* [Study text]:
———

The last albeit the most crucial step was ensuring that these applications were sanctioned without inordinate delays. One of the reasons for disinterest among the vulnerable communities towards accessing social protection schemes was the multiple trips to the offices required to get the applications approved. Through regular meetings with block and taluk-level officials and persistent follow-ups, the SPFCs were able to achieve high success rates in terms of sanctioning of applications and disbursal of entitlements, and also the time taken for the process. Of the total applications filed, 10,247 applications were sanctioned, at a sanctioning rate of over 81%. In the process, cash entitlements amounting to INR 2,04,68,169 were received by applicants, a large part of which coincided with the difficult post-pandemic phase for most of the communities.

Advocacy for Enhancing Access

Going beyond facilitation, the SPFCs advocated with the relevant authorities for relaxation of eligibility criteria and documentary requirements as well as  simplification of procedures where the existing norms were leading to exclusions. For example, to access old-age pensions, the age of the applicant had to be validated in government hospitals, adding another layer of complexity to the process. Through rapport-building with officials, alternatives which didn’t require visit to the hospital were implemented. Similarly, heir certificate, which was a difficult document for widowed women to acquire, was made an optional requirement through district-level advocacy.

Sustaining the Efforts

With the aim of making access to social protection more sustainable, and transitioning to a community-led facilitation process, capacity building efforts were undertaken with civil-society organisations (CSOs)/Non-Governmental Organisations (NGOs), community-based groups, Mahila Arthik Vikas Mahamandal (MAVIM), Maharashtra State Rural Livelihoods Mission (MSRLM), Gram Panchayats (GPs). These sessions contributed to the uptake of the facilitation services provided by SPFCs, and laid a foundation for devolution of SPFCs to Gram Panchayat level, and expansion of community ownership of the facilitation process.

———

* [What is required]:
Please answer these questions using the social protection text above.
(a) How many applications were sanctioned, and at what sanctioning rate?
(b) Which document, hard for widowed women to acquire, was made optional through district-level advocacy?
(c) To what level did the capacity-building sessions lay a foundation for devolving SPFCs?

———

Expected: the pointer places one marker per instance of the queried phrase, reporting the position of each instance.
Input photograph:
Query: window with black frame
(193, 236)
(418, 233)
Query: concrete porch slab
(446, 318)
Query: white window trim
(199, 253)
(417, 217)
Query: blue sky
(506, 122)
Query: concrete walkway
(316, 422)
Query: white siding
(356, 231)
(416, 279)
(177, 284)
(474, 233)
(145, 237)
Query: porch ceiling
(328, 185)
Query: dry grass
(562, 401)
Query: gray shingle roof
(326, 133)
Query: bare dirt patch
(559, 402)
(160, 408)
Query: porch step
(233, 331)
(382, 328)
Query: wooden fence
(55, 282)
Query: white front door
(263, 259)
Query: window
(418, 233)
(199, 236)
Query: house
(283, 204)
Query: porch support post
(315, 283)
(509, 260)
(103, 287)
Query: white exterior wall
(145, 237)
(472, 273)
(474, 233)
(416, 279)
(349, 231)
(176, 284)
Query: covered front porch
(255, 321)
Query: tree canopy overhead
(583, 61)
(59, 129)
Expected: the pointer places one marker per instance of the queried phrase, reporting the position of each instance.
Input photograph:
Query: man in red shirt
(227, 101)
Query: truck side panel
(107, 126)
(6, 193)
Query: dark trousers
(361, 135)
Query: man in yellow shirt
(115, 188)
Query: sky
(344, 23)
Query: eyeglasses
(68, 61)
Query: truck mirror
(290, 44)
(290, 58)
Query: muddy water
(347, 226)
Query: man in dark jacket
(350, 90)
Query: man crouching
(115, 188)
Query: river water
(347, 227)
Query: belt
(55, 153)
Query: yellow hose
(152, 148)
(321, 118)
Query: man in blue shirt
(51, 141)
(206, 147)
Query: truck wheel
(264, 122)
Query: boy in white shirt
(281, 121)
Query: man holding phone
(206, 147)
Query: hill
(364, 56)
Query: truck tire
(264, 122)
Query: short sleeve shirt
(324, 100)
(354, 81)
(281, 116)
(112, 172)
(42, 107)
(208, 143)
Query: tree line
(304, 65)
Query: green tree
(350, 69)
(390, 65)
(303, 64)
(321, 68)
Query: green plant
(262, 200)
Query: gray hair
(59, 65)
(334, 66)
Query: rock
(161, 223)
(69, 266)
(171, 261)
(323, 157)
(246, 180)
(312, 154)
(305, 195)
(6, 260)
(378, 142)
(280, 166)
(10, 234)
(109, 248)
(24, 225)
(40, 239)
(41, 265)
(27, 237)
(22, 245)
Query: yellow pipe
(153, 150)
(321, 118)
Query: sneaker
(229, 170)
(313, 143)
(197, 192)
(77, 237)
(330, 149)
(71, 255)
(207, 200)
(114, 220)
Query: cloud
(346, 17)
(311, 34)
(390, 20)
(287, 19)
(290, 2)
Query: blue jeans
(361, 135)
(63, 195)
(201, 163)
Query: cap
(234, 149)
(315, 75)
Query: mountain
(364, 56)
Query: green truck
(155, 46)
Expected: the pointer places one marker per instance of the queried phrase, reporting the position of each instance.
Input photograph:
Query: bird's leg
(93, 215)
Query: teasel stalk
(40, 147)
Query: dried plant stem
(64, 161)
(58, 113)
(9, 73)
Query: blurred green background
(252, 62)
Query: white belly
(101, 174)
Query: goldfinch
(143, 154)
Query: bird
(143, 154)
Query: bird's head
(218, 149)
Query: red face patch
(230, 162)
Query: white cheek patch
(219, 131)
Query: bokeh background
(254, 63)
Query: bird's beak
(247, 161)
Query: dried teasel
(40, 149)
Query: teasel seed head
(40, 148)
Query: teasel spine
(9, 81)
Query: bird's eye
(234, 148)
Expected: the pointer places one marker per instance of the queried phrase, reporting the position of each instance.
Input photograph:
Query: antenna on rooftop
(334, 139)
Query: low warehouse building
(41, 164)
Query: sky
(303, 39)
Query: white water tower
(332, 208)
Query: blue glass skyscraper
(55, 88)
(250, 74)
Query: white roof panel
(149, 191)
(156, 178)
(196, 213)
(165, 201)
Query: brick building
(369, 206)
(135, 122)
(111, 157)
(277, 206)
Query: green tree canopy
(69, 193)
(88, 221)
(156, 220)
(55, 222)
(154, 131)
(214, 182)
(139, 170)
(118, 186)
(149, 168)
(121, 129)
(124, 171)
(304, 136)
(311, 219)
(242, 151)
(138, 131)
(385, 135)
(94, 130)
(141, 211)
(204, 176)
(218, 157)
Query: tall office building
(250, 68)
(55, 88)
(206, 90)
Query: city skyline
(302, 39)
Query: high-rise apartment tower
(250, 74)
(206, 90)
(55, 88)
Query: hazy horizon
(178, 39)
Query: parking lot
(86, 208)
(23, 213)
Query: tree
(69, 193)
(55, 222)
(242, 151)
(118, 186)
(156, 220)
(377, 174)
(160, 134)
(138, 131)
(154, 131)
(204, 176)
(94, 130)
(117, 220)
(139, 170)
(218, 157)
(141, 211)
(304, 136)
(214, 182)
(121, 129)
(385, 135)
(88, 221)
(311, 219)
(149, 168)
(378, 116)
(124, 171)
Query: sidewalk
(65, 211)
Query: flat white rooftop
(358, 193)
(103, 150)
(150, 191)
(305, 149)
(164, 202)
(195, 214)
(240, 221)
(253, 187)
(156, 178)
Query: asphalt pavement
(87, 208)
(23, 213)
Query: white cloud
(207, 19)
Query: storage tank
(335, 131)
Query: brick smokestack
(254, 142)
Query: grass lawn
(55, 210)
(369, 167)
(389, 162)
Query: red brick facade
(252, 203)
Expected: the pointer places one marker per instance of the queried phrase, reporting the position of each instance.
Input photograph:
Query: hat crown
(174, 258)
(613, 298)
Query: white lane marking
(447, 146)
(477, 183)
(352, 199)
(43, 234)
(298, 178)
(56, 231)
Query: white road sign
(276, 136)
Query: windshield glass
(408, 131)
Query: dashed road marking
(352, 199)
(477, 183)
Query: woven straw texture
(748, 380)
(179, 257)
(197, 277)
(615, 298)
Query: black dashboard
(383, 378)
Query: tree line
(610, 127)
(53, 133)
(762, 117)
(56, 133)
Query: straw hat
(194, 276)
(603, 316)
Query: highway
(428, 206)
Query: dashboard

———

* [Exercise answer]:
(a) 10,247 applications, at a rate of over 81%.
(b) The heir certificate.
(c) The Gram Panchayat level.